Text extract =
○ ○ ○ ○ ○

Skip to content
Permalink
Branch: master
Find file Copy path
Fetching contributors…
Cannot retrieve contributors at this time
386 lines (345 sloc) 9.92 KB
/**
* @file julius-simple.c
*
* <EN>
* @brief Sample code for JuliusLib
*
* This is a simple code to link JuliusLib and do recognition.
*
* This program will output recognition result to stdout according
* to the given jconf setting.
* </EN>
*
* <JA>
* @brief JuliusLib用サンプルコード
*
* このコードは JuliusLib をリンクして簡単な認識器を構築します.
*
* このプログラムは音声入力に対して与えられた jconf 設定のもとで
* 認識を行い,結果を標準出力に出力します.
*
* </JA>
*
* @author Akinobu Lee
* @date Tue Dec 11 14:40:04 2007
*
* $Revision: 1.5 $
*
*/
/* include top Julius library header */
#include <julius/juliuslib.h>
/**
* Callback to be called when start waiting speech input.
*
*/
static void
status_recready(Recog *recog, void *dummy)
{
if (recog->jconf->input.speech_input == SP_MIC || recog->jconf->input.speech_input == SP_NETAUDIO) {
fprintf(stderr, "<<< please speak >>>");
}
}
/**
* Callback to be called when speech input is triggered.
*
*/
static void
status_recstart(Recog *recog, void *dummy)
{
if (recog->jconf->input.speech_input == SP_MIC || recog->jconf->input.speech_input == SP_NETAUDIO) {
fprintf(stderr, "\r \r");
}
}
/**
* Sub function to output phoneme sequence.
*
*/
static void
put_hypo_phoneme(WORD_ID *seq, int n, WORD_INFO *winfo)
{
int i,j;
WORD_ID w;
static char buf[MAX_HMMNAME_LEN];
if (seq != NULL) {
for (i=0;i<n;i++) {
if (i > 0) printf(" |");
w = seq[i];
for (j=0;j<winfo->wlen[w];j++) {
center_name(winfo->wseq[w][j]->name, buf);
printf(" %s", buf);
}
}
}
printf("\n");
}
/**
* Callback to output final recognition result.

○ ○ ○ ○ ○

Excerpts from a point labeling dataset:
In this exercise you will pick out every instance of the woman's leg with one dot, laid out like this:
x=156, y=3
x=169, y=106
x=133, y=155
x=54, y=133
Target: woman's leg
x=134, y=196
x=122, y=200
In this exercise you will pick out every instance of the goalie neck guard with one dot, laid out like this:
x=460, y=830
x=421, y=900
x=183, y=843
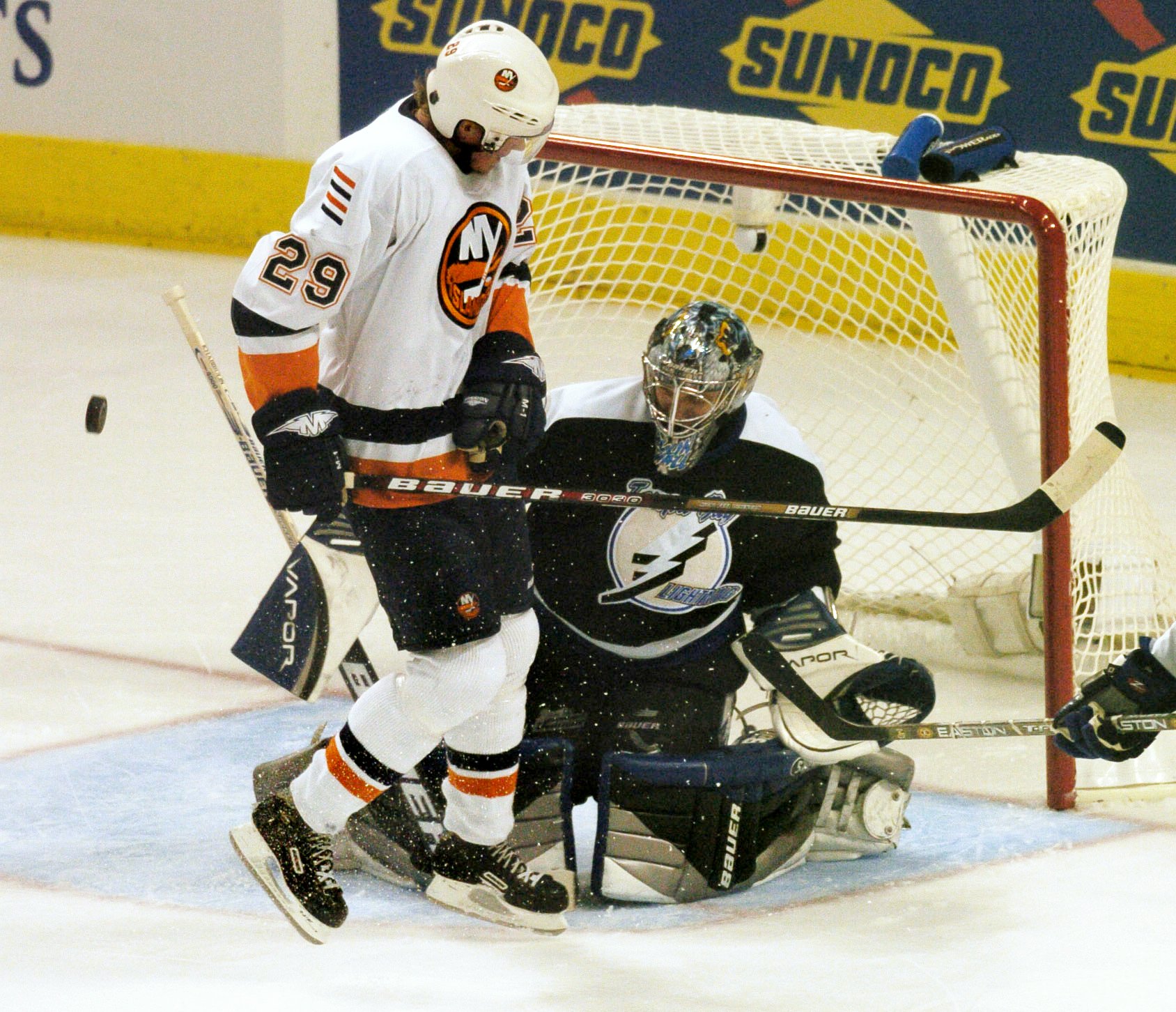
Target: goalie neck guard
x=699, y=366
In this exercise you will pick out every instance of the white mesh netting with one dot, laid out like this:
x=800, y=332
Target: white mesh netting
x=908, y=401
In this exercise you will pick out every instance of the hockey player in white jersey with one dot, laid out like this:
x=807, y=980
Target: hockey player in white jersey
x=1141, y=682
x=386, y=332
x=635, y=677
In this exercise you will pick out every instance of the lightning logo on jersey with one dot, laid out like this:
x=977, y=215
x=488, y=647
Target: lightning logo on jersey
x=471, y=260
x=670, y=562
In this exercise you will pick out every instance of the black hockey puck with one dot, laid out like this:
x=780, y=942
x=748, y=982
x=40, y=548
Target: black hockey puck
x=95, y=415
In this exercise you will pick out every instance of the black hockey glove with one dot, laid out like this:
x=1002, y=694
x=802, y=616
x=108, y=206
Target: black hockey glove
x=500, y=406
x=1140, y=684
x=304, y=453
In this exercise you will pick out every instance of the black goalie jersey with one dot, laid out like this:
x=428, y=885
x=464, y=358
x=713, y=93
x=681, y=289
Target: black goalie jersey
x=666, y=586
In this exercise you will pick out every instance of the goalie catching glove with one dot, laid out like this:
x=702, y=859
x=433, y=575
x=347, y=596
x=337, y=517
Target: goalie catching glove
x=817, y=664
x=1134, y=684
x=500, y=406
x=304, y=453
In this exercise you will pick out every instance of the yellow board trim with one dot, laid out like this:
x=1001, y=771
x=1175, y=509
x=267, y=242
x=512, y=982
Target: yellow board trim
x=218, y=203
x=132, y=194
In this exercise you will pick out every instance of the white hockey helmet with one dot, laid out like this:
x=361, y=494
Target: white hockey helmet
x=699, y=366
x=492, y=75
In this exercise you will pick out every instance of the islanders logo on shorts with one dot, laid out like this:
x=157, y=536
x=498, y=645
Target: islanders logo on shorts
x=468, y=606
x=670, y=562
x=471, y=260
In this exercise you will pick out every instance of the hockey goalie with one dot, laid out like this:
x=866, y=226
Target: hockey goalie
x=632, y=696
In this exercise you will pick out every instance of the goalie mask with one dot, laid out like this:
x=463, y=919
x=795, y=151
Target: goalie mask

○ ○ ○ ○ ○

What to produce =
Reproduce the entire JuliusLib sample code page shown above, character for character.

Answer below =
Skip to content
Permalink
Branch: master
Find file Copy path
Fetching contributors…
Cannot retrieve contributors at this time
386 lines (345 sloc) 9.92 KB
/**
* @file julius-simple.c
*
* <EN>
* @brief Sample code for JuliusLib
*
* This is a simple code to link JuliusLib and do recognition.
*
* This program will output recognition result to stdout according
* to the given jconf setting.
* </EN>
*
* <JA>
* @brief JuliusLib用サンプルコード
*
* このコードは JuliusLib をリンクして簡単な認識器を構築します.
*
* このプログラムは音声入力に対して与えられた jconf 設定のもとで
* 認識を行い,結果を標準出力に出力します.
*
* </JA>
*
* @author Akinobu Lee
* @date Tue Dec 11 14:40:04 2007
*
* $Revision: 1.5 $
*
*/
/* include top Julius library header */
#include <julius/juliuslib.h>
/**
* Callback to be called when start waiting speech input.
*
*/
static void
status_recready(Recog *recog, void *dummy)
{
if (recog->jconf->input.speech_input == SP_MIC || recog->jconf->input.speech_input == SP_NETAUDIO) {
fprintf(stderr, "<<< please speak >>>");
}
}
/**
* Callback to be called when speech input is triggered.
*
*/
static void
status_recstart(Recog *recog, void *dummy)
{
if (recog->jconf->input.speech_input == SP_MIC || recog->jconf->input.speech_input == SP_NETAUDIO) {
fprintf(stderr, "\r \r");
}
}
/**
* Sub function to output phoneme sequence.
*
*/
static void
put_hypo_phoneme(WORD_ID *seq, int n, WORD_INFO *winfo)
{
int i,j;
WORD_ID w;
static char buf[MAX_HMMNAME_LEN];
if (seq != NULL) {
for (i=0;i<n;i++) {
if (i > 0) printf(" |");
w = seq[i];
for (j=0;j<winfo->wlen[w];j++) {
center_name(winfo->wseq[w][j]->name, buf);
printf(" %s", buf);
}
}
}
printf("\n");
}
/**
* Callback to output final recognition result.